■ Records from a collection

────

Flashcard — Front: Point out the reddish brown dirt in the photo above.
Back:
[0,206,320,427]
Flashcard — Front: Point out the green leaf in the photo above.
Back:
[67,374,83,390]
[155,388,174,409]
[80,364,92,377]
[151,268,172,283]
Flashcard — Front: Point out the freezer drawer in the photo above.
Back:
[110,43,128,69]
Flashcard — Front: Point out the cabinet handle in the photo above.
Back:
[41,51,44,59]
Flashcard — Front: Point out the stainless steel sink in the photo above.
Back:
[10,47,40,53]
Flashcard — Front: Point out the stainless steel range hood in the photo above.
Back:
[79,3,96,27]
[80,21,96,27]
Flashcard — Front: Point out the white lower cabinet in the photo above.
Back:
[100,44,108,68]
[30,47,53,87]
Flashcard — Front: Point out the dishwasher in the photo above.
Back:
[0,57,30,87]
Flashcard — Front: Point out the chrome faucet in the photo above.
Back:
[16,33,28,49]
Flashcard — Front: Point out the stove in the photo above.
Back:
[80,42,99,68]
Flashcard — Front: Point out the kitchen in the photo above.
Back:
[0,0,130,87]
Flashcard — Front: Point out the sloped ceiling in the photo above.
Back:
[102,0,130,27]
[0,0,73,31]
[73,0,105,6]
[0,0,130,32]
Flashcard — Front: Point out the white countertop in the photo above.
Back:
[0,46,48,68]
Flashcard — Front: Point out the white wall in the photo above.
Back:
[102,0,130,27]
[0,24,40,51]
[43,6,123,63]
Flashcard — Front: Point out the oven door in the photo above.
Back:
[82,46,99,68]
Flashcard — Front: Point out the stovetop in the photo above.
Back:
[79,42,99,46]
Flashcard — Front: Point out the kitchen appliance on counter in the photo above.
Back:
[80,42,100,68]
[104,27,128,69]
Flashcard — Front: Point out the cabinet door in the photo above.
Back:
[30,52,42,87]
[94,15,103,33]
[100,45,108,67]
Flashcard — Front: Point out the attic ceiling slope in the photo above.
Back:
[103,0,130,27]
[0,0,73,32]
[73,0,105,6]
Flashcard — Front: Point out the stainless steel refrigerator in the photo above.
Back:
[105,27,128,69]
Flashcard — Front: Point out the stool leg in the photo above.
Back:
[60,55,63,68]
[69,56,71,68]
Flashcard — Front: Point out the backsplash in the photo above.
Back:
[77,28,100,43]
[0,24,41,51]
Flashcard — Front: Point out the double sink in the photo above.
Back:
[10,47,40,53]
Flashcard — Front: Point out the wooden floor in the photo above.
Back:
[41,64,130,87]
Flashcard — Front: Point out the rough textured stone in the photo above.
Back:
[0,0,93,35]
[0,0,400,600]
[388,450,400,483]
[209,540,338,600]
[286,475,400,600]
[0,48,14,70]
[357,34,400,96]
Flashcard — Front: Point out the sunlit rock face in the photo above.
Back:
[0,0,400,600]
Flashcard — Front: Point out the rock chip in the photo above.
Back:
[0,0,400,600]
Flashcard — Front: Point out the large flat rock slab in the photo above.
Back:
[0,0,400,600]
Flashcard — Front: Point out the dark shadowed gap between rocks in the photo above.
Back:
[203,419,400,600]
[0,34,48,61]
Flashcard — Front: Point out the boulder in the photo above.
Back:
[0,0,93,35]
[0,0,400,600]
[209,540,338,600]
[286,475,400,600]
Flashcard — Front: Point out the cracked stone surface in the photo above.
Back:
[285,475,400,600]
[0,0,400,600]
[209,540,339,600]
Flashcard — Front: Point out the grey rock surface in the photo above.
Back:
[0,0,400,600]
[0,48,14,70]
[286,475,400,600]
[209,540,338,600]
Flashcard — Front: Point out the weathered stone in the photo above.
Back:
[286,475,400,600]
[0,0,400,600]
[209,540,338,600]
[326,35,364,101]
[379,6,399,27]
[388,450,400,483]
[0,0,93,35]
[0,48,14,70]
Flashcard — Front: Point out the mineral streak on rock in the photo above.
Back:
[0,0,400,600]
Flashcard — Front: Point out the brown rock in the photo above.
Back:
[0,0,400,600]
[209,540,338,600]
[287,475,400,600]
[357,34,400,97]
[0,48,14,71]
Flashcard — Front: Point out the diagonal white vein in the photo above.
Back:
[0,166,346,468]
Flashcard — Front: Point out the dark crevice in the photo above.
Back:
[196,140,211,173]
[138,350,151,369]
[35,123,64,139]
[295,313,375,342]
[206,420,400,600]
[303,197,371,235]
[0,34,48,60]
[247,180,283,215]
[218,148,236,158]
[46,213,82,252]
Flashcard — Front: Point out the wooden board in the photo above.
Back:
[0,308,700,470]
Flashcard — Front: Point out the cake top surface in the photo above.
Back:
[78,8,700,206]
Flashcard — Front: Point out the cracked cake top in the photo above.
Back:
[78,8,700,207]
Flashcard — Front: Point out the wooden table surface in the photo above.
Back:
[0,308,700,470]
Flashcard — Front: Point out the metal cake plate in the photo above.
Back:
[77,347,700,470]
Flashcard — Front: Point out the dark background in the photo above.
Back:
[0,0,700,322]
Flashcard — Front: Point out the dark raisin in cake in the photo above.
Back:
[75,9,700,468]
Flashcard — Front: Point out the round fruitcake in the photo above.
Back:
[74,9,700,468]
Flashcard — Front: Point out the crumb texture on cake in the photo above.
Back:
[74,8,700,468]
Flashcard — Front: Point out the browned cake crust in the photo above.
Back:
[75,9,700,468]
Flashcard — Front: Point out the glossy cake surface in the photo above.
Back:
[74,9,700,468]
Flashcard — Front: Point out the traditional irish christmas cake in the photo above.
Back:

────

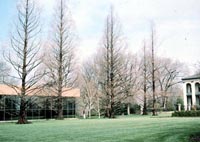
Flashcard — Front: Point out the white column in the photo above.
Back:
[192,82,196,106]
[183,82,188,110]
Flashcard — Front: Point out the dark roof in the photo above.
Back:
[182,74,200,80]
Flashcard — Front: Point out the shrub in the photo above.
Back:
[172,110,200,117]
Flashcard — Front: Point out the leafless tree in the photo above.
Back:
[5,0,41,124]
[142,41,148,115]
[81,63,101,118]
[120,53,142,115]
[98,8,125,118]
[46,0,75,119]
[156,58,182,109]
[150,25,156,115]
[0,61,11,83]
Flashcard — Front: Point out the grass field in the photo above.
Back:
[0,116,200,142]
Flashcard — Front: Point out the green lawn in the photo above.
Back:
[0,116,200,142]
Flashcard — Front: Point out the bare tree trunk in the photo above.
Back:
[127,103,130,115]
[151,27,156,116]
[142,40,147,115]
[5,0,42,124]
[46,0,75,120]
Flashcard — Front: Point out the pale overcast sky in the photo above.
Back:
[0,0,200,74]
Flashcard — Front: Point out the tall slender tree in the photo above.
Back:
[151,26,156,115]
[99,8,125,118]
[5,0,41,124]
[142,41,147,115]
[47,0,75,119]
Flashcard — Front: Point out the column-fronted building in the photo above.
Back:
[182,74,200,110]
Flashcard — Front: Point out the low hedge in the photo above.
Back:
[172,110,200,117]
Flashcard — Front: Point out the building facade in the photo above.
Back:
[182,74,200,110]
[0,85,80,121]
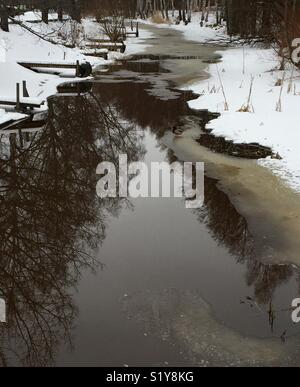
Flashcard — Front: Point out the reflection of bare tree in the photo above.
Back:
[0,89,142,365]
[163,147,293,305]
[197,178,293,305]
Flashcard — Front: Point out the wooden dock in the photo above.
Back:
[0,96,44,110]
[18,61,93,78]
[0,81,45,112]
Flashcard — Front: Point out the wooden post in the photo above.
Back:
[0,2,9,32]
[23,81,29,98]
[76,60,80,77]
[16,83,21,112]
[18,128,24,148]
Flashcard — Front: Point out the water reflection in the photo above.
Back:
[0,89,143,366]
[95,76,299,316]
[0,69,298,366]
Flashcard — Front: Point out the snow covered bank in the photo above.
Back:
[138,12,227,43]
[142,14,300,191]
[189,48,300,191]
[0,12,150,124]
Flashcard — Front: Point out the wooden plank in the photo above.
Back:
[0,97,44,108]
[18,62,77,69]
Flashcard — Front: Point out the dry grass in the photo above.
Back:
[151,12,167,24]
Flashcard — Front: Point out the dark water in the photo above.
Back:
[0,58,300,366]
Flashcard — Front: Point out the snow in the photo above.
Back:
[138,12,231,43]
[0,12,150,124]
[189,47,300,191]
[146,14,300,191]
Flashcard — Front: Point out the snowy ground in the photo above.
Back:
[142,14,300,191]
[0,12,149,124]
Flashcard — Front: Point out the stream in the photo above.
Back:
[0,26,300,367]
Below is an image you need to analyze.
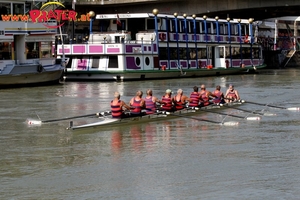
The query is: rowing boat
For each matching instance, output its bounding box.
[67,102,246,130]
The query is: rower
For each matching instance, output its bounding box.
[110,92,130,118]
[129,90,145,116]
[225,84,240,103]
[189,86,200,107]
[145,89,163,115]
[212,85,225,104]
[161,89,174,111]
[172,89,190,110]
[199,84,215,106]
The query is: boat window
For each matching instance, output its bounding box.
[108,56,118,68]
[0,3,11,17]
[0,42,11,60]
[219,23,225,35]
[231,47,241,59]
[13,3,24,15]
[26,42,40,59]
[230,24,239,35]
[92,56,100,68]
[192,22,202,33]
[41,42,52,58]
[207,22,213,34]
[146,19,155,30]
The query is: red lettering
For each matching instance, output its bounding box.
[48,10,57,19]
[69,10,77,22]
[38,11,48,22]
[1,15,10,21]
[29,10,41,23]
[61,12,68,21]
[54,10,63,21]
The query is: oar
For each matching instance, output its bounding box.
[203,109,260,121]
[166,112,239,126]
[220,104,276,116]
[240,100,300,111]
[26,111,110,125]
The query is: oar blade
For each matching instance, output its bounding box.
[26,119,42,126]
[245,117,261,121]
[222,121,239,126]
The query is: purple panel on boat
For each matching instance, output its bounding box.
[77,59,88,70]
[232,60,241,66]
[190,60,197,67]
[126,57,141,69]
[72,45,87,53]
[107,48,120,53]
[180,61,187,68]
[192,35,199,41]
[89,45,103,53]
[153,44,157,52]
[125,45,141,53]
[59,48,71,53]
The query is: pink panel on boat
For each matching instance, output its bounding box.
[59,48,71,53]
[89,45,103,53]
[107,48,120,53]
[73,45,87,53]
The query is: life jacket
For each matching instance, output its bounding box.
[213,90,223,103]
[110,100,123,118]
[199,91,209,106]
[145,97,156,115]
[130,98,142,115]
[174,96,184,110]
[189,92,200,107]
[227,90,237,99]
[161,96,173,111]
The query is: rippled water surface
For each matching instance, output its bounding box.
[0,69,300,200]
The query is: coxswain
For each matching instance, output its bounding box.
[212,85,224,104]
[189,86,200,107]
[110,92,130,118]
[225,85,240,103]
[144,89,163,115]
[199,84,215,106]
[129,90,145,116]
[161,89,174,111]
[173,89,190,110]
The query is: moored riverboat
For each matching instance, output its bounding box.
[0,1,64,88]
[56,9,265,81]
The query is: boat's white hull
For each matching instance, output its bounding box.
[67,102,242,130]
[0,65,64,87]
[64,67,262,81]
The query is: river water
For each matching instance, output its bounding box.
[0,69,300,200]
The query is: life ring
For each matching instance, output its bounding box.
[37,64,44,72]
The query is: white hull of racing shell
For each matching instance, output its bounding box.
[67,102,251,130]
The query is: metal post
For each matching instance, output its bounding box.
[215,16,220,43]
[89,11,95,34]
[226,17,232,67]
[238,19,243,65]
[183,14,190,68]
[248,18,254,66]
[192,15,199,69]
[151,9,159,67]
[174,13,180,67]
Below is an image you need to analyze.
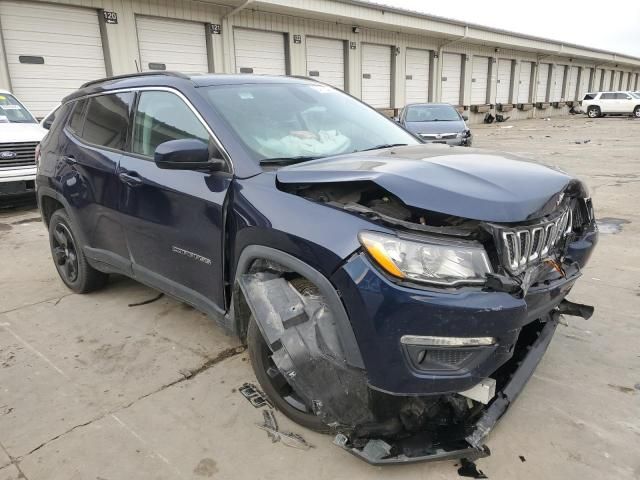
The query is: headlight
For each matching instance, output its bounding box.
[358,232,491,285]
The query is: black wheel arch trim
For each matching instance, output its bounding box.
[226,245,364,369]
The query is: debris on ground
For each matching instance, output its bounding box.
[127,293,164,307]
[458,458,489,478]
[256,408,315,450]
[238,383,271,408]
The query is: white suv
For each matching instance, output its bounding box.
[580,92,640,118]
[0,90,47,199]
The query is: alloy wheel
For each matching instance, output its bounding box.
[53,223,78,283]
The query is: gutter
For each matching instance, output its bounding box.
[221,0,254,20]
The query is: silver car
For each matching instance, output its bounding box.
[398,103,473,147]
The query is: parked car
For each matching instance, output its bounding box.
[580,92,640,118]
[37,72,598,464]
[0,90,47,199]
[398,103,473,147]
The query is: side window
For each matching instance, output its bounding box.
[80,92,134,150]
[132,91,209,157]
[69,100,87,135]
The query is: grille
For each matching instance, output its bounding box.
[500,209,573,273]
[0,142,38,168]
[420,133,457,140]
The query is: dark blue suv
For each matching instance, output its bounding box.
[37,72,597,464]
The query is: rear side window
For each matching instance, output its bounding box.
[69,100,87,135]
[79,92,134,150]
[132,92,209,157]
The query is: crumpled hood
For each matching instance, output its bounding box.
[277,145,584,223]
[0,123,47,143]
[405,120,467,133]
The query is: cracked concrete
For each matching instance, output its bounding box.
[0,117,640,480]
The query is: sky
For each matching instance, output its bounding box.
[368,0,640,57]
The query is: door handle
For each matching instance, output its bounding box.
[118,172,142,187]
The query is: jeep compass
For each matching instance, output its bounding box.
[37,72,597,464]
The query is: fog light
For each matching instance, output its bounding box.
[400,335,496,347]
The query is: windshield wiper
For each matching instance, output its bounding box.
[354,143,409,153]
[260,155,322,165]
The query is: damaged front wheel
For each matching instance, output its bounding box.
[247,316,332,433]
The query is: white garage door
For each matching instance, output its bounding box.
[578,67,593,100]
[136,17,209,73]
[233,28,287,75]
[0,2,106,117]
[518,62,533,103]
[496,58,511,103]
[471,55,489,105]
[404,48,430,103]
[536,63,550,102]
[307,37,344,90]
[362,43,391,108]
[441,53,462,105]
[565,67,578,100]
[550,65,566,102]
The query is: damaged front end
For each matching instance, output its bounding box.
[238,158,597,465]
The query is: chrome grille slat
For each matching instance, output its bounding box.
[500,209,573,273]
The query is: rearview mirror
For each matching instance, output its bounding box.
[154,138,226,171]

────

■ Exercise
Reproduce only the lines starting at the one containing "The query is: rearview mirror" and ending at the one containing "[154,138,226,171]", substituting "occurrence" for "instance" and keeping everything else the same.

■ Result of this task
The query is: rearview mirror
For each matching occurrence, output its bounding box.
[154,138,226,171]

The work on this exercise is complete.